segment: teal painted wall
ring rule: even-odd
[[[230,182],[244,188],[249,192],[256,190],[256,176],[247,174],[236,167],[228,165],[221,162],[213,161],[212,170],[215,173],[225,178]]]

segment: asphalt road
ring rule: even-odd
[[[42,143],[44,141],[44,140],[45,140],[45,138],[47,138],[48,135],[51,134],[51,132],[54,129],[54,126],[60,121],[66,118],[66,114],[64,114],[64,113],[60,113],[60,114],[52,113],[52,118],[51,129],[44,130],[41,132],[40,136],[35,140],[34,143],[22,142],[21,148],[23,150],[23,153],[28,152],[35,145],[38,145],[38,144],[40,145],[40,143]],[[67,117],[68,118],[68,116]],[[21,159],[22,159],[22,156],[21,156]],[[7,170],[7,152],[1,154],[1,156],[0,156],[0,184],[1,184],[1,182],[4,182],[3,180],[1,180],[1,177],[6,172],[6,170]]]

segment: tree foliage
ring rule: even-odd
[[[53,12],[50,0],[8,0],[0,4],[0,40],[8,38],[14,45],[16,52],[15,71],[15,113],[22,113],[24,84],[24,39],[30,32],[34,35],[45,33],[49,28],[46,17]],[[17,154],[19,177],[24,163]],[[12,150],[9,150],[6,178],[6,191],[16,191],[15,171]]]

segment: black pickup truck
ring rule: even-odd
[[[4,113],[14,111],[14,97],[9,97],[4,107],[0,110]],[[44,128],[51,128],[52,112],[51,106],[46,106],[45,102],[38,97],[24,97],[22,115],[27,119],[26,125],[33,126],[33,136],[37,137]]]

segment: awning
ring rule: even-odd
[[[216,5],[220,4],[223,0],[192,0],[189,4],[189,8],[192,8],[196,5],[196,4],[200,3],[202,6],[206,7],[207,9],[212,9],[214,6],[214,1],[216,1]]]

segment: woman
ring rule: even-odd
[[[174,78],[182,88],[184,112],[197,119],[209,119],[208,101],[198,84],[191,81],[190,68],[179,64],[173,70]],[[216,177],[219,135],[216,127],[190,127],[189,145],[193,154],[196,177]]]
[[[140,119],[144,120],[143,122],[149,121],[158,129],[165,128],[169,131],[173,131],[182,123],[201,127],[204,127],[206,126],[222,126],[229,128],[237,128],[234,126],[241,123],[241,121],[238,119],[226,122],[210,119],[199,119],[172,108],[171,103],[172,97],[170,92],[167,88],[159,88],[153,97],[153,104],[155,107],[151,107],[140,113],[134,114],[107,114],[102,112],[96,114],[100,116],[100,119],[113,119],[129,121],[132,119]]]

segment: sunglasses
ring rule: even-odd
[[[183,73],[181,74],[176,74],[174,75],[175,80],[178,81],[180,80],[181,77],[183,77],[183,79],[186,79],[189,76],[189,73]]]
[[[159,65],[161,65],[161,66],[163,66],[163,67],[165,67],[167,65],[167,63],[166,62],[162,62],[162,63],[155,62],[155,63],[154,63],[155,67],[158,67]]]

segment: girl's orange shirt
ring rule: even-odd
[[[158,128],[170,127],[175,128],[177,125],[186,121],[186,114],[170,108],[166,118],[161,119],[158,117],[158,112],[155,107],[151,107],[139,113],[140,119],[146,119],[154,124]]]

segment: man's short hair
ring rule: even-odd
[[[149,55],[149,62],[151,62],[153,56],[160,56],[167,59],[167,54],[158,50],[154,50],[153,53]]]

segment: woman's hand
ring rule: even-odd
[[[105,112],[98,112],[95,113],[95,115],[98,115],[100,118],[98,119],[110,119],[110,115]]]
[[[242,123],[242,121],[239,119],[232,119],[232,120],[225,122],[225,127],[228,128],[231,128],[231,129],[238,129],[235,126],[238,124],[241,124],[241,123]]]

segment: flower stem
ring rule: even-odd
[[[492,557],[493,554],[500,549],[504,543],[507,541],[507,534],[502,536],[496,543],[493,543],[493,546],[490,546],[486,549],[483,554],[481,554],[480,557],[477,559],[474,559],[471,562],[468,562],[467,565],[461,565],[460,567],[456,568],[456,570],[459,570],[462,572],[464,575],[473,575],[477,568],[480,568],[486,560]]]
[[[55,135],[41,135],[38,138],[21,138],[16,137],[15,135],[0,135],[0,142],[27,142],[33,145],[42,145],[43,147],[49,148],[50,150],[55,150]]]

§ §

▶ _WHAT YOU HAVE TO DO_: Please output every record, keeping each line exact.

▶ _RESULT OF THE TASK_:
segment: teal painted wall
ring rule: even-odd
[[[230,182],[244,188],[249,192],[256,190],[256,176],[247,174],[236,167],[228,165],[221,162],[213,161],[212,170],[215,173],[225,178]]]

segment: asphalt road
ring rule: even-odd
[[[42,143],[44,141],[44,140],[45,140],[45,138],[47,138],[48,135],[51,134],[51,132],[54,129],[54,126],[60,121],[66,118],[66,114],[64,114],[64,113],[60,113],[60,114],[52,113],[52,118],[51,129],[44,130],[41,132],[40,136],[35,140],[34,143],[22,142],[21,148],[23,150],[23,153],[28,152],[35,145],[38,145],[38,144],[40,145],[40,143]],[[67,117],[68,118],[68,116]],[[21,159],[22,159],[22,156],[21,156]],[[7,170],[7,152],[1,154],[1,156],[0,156],[0,184],[1,184],[1,182],[4,182],[3,180],[1,180],[1,177],[6,172],[6,170]]]

segment: tree foliage
ring rule: even-odd
[[[53,12],[50,0],[8,0],[0,4],[0,40],[8,38],[14,45],[16,52],[15,71],[15,113],[22,113],[24,84],[24,39],[30,32],[34,35],[45,33],[49,28],[46,17]],[[17,154],[19,177],[24,163]],[[12,150],[9,150],[6,178],[6,191],[16,191],[15,171]]]

segment: black pickup truck
ring rule: even-odd
[[[4,113],[14,111],[14,97],[9,97],[4,107],[0,110]],[[44,128],[51,128],[52,112],[51,106],[46,106],[45,102],[38,97],[24,97],[22,115],[27,119],[26,125],[33,126],[33,136],[37,137]]]

segment: awning
ring rule: even-odd
[[[216,5],[220,4],[223,0],[192,0],[189,4],[189,8],[192,8],[196,5],[196,4],[200,3],[202,6],[206,7],[207,9],[212,9],[214,6],[214,1],[216,1]]]

segment: woman
ring rule: even-odd
[[[174,78],[182,88],[184,112],[197,119],[209,119],[208,101],[198,84],[191,81],[190,68],[179,64],[173,70]],[[216,177],[219,135],[216,127],[190,127],[189,145],[193,154],[196,177]]]
[[[140,119],[144,120],[143,122],[149,121],[158,129],[165,128],[169,131],[173,131],[182,123],[201,127],[204,127],[206,126],[222,126],[229,128],[237,128],[234,126],[241,123],[241,121],[238,119],[226,122],[210,119],[199,119],[172,108],[171,103],[172,97],[170,92],[167,88],[159,88],[153,97],[153,104],[155,107],[151,107],[140,113],[134,114],[107,114],[102,112],[96,114],[100,116],[100,119],[113,119],[129,121],[132,119]]]

segment: sunglasses
ring rule: even-odd
[[[183,73],[181,74],[176,74],[174,75],[175,80],[178,81],[180,80],[181,77],[183,77],[183,79],[186,79],[189,76],[189,73]]]
[[[159,65],[161,65],[161,66],[163,66],[163,67],[165,67],[167,65],[167,63],[166,62],[162,62],[162,63],[155,62],[155,63],[154,63],[155,67],[158,67]]]

segment: girl's orange shirt
ring rule: even-odd
[[[158,128],[170,127],[175,128],[177,125],[186,121],[186,114],[170,108],[166,118],[161,119],[158,117],[158,112],[155,107],[151,107],[139,113],[140,119],[146,119],[154,124]]]

segment: man's short hair
ring rule: even-odd
[[[149,55],[149,62],[151,62],[153,56],[160,56],[167,59],[167,54],[158,50],[154,50],[153,53]]]

segment: woman's hand
ring rule: even-odd
[[[105,112],[98,112],[95,113],[95,115],[98,115],[100,118],[98,119],[110,119],[110,115]]]
[[[242,123],[242,121],[239,119],[232,119],[232,120],[225,122],[225,127],[228,128],[231,128],[231,129],[238,129],[235,126],[238,124],[241,124],[241,123]]]

segment: flower stem
ring rule: even-odd
[[[492,557],[493,554],[500,549],[504,543],[507,541],[507,534],[502,536],[496,543],[493,543],[493,546],[490,546],[486,549],[483,554],[481,554],[480,557],[477,559],[474,559],[471,562],[468,562],[467,565],[461,565],[460,567],[456,568],[456,570],[459,570],[462,572],[464,575],[473,575],[477,568],[480,568],[486,560]]]
[[[55,135],[41,135],[38,138],[21,138],[16,137],[15,135],[0,135],[0,142],[27,142],[33,145],[42,145],[43,147],[49,148],[50,150],[55,150]]]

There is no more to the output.